Task to carry out =
Please list every line of the entries below that contains the string "background". Case counts.

Information supplied =
• • •
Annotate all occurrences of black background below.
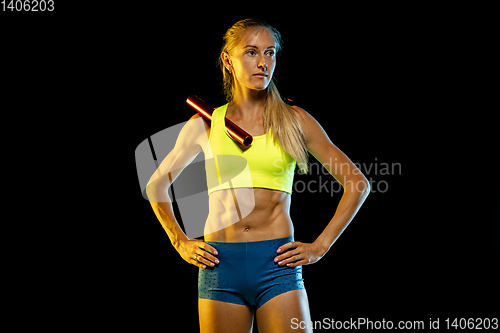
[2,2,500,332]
• • •
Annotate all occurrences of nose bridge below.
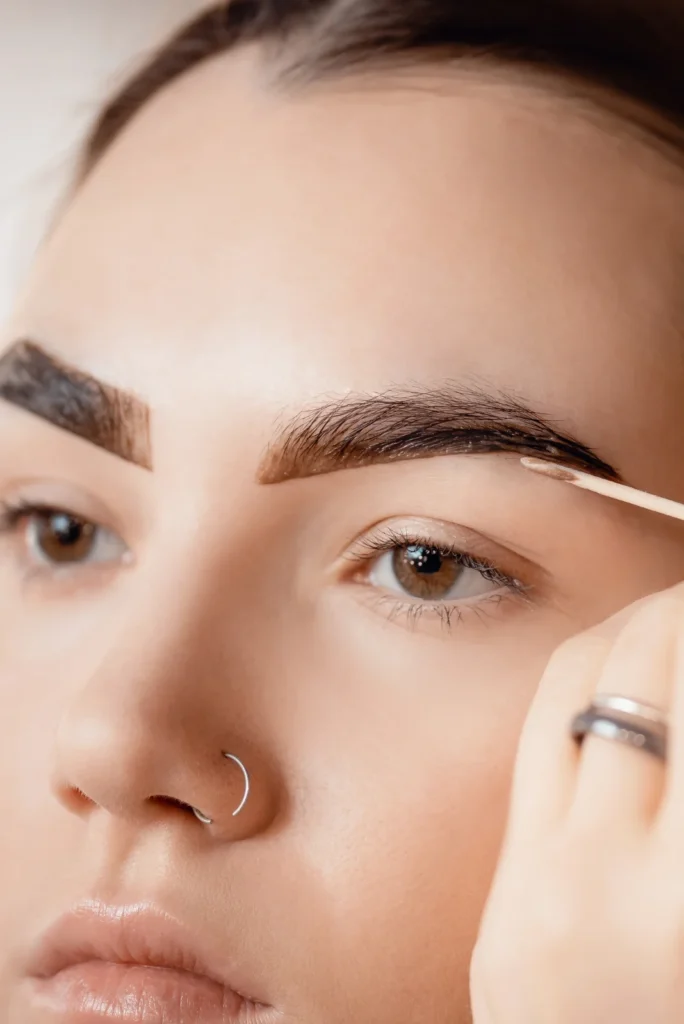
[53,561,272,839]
• • •
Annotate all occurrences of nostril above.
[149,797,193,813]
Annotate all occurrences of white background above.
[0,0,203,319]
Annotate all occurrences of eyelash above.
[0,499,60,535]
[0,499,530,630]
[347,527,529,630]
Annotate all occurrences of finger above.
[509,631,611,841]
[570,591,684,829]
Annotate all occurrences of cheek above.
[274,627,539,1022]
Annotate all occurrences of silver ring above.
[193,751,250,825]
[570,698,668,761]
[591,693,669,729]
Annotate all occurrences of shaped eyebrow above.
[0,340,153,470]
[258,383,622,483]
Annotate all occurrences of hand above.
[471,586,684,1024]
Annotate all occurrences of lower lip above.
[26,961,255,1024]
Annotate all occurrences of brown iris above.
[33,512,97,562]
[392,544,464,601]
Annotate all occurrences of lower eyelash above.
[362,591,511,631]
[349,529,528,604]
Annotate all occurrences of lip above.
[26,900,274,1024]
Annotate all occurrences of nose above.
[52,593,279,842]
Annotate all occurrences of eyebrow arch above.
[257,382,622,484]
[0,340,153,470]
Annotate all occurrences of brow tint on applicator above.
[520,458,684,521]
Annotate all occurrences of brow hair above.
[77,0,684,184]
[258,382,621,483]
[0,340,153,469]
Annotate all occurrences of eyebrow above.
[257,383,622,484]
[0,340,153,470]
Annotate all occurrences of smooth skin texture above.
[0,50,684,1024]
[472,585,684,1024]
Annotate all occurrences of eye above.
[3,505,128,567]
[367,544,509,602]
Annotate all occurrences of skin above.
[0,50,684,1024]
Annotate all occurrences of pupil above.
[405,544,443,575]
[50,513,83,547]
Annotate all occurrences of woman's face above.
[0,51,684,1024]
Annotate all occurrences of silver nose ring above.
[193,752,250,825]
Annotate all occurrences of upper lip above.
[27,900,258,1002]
• • •
The result =
Annotate all occurrences of black background below.
Annotate all occurrences of white background above.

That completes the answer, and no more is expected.